> Exercise description
Transcribe all the entries word for word, but omit the images.

> Source material
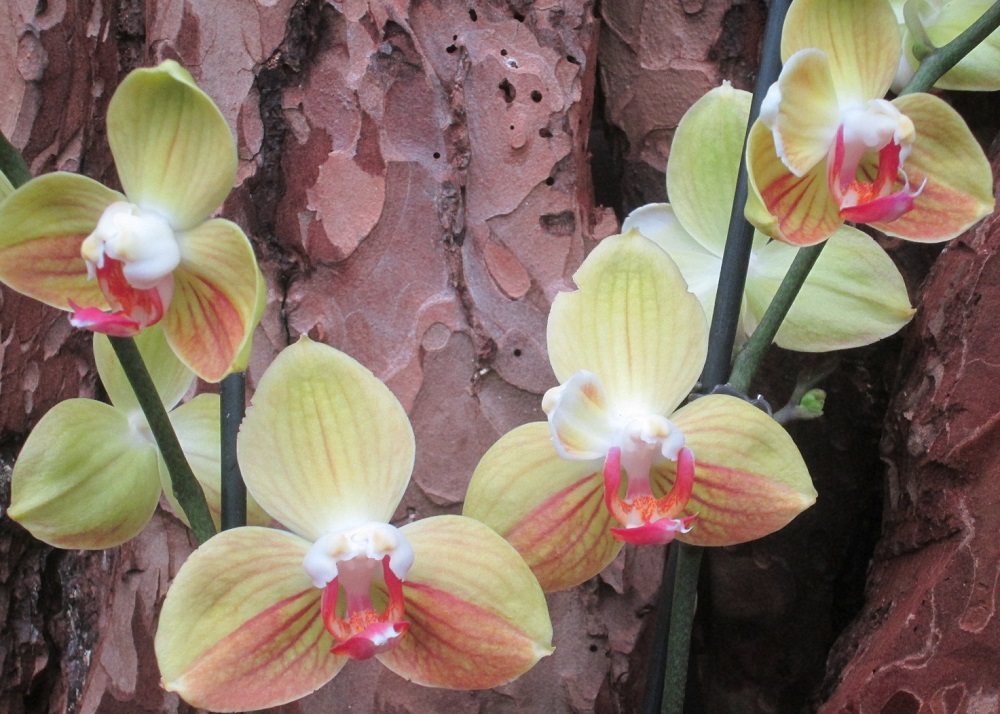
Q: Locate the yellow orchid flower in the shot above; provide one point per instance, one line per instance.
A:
(854, 294)
(259, 617)
(628, 346)
(90, 475)
(829, 148)
(941, 21)
(156, 255)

> Solution to this problem
Q: Locate the yellow orchid flower in the shot above; provide one point per instance, one line per instance.
A:
(854, 294)
(259, 617)
(628, 346)
(90, 475)
(829, 148)
(941, 21)
(156, 255)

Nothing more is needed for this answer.